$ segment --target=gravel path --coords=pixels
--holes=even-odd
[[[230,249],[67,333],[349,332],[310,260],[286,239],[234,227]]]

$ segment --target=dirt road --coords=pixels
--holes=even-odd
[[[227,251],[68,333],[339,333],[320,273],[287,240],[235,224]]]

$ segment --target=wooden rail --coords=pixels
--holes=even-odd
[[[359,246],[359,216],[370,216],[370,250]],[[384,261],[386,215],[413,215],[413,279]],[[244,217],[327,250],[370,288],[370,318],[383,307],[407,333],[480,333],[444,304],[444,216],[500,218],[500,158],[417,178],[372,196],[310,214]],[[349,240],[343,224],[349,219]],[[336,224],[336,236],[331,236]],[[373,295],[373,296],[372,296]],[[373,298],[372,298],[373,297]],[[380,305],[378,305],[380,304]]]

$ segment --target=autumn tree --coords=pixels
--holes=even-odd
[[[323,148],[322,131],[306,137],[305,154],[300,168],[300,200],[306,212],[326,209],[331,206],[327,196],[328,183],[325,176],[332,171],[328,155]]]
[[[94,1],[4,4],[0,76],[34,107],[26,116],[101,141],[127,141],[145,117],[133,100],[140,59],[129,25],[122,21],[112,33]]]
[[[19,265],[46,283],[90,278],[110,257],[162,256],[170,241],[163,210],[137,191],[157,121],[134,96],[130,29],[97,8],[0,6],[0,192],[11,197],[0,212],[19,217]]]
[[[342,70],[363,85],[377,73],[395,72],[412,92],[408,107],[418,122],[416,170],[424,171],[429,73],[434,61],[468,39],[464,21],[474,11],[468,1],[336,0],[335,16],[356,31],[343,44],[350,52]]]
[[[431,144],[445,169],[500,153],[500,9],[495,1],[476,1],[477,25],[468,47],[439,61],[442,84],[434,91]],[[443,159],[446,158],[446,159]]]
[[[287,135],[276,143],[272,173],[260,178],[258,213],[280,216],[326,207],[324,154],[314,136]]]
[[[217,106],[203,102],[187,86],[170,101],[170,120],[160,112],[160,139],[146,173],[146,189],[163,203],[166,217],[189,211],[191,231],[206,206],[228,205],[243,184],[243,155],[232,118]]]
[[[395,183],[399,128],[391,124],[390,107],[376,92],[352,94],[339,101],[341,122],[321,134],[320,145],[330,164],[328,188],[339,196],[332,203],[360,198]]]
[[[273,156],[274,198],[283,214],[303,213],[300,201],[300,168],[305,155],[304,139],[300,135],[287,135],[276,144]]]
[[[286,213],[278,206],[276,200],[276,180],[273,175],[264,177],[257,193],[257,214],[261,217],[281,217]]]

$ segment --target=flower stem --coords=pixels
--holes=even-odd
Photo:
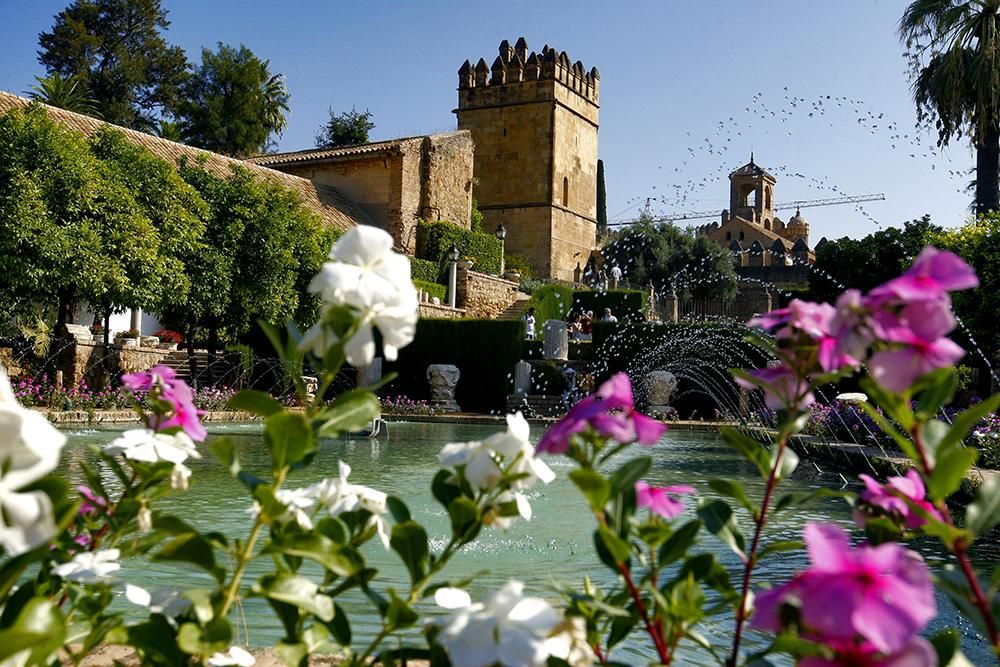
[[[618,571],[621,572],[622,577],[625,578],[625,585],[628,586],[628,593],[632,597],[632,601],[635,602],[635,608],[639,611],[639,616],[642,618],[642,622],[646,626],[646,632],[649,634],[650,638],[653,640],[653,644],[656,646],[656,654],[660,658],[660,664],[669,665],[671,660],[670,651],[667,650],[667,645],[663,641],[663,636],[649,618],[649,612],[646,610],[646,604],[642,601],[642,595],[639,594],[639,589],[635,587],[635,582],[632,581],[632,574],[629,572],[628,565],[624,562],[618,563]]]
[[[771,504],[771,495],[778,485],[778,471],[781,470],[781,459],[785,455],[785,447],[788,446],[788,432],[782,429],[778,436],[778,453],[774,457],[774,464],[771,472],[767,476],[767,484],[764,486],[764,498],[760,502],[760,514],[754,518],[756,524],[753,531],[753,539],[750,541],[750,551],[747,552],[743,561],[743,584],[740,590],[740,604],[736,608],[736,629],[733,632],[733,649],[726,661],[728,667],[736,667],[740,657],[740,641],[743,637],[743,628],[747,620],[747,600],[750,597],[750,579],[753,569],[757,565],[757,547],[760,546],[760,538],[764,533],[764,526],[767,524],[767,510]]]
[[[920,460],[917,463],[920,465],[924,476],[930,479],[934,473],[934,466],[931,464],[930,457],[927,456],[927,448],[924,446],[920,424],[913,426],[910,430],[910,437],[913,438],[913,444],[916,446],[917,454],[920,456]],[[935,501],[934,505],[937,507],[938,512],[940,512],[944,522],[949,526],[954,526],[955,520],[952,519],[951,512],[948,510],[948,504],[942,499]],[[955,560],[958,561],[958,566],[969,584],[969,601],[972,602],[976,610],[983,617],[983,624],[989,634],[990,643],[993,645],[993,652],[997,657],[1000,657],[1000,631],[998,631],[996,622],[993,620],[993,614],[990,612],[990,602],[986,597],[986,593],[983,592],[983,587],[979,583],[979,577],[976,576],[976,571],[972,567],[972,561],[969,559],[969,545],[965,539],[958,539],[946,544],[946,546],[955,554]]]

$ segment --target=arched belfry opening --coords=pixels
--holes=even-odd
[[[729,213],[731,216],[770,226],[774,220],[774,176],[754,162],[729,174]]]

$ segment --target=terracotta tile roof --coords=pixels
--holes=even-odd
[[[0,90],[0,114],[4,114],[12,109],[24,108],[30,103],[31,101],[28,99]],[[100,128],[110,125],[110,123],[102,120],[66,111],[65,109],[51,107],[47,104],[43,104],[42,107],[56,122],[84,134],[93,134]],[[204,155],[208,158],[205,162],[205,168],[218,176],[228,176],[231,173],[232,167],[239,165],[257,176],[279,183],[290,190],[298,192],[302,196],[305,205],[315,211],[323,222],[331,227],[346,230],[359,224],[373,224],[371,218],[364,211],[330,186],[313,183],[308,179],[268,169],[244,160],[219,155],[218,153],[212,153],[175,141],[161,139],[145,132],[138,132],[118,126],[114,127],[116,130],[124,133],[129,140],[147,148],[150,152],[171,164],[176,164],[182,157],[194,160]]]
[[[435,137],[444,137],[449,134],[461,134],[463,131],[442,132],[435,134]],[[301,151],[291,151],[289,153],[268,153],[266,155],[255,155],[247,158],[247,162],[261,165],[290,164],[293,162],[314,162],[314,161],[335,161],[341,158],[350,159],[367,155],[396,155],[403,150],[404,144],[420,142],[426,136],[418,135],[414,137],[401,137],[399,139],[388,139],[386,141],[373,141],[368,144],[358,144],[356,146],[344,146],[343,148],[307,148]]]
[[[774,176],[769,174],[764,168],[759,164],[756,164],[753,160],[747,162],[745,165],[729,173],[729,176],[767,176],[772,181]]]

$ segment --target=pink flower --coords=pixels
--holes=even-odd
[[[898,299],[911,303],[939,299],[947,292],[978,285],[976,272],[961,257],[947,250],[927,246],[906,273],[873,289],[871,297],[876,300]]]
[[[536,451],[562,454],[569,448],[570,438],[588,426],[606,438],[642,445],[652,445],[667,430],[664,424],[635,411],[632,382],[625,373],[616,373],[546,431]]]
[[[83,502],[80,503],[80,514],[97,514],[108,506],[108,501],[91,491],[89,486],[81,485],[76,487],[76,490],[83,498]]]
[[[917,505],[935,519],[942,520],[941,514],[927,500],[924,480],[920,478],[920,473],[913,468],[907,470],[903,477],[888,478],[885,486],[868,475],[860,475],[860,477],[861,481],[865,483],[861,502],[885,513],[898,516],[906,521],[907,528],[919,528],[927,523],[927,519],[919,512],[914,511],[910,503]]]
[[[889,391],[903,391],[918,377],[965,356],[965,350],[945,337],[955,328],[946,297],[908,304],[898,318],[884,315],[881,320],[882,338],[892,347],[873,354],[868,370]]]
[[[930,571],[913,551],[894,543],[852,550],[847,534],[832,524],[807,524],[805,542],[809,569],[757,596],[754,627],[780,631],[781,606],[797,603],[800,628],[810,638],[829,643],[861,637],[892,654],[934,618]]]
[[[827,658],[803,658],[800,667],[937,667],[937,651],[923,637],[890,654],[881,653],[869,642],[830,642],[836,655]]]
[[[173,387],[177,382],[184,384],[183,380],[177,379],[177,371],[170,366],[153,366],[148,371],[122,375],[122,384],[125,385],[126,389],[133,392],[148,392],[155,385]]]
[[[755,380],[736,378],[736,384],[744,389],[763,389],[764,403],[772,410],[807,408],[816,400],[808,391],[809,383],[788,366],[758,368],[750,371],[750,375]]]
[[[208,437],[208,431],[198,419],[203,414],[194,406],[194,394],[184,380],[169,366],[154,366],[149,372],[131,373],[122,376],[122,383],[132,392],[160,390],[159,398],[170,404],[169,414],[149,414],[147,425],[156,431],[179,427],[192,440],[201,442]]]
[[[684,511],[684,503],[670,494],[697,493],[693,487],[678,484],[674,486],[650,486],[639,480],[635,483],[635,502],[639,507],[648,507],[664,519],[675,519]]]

....

About this task: Please return only the lines above, starting at the line that has "belfry opening --coords=pixels" and ending at the line that has "--target=pink flower --coords=pixels", keeping both and leaving each one unchanged.

Output of the task:
$ segment --target=arched belfry opening --coords=pixels
--holes=even-odd
[[[729,213],[731,216],[770,226],[774,220],[774,176],[754,162],[729,174]]]

$ segment --target=terracotta tile roof --coords=pixels
--holes=even-odd
[[[0,90],[0,114],[4,114],[12,109],[24,108],[30,103],[31,101],[28,99]],[[100,128],[110,125],[110,123],[102,120],[66,111],[65,109],[51,107],[47,104],[43,104],[42,107],[56,122],[84,134],[93,134]],[[204,155],[208,158],[205,162],[205,168],[218,176],[228,176],[231,173],[232,167],[239,165],[257,176],[279,183],[290,190],[298,192],[302,196],[305,205],[315,211],[323,222],[331,227],[346,230],[359,224],[373,224],[371,218],[364,211],[330,186],[313,183],[308,179],[268,169],[244,160],[219,155],[218,153],[212,153],[175,141],[161,139],[145,132],[138,132],[118,126],[114,127],[116,130],[124,133],[129,140],[147,148],[150,152],[171,164],[176,164],[182,157],[194,160]]]
[[[435,137],[444,137],[449,134],[461,134],[463,131],[442,132],[435,134]],[[301,151],[291,151],[289,153],[268,153],[266,155],[255,155],[247,158],[247,162],[261,165],[290,164],[293,162],[314,162],[314,161],[335,161],[341,158],[350,159],[367,155],[396,155],[403,150],[404,144],[420,142],[426,136],[418,135],[414,137],[401,137],[399,139],[388,139],[386,141],[373,141],[368,144],[358,144],[356,146],[344,146],[343,148],[307,148]]]
[[[774,176],[769,174],[764,168],[759,164],[756,164],[753,160],[747,162],[745,165],[729,173],[729,176],[767,176],[772,181]]]

$ segment --target=pink flower --coords=pixels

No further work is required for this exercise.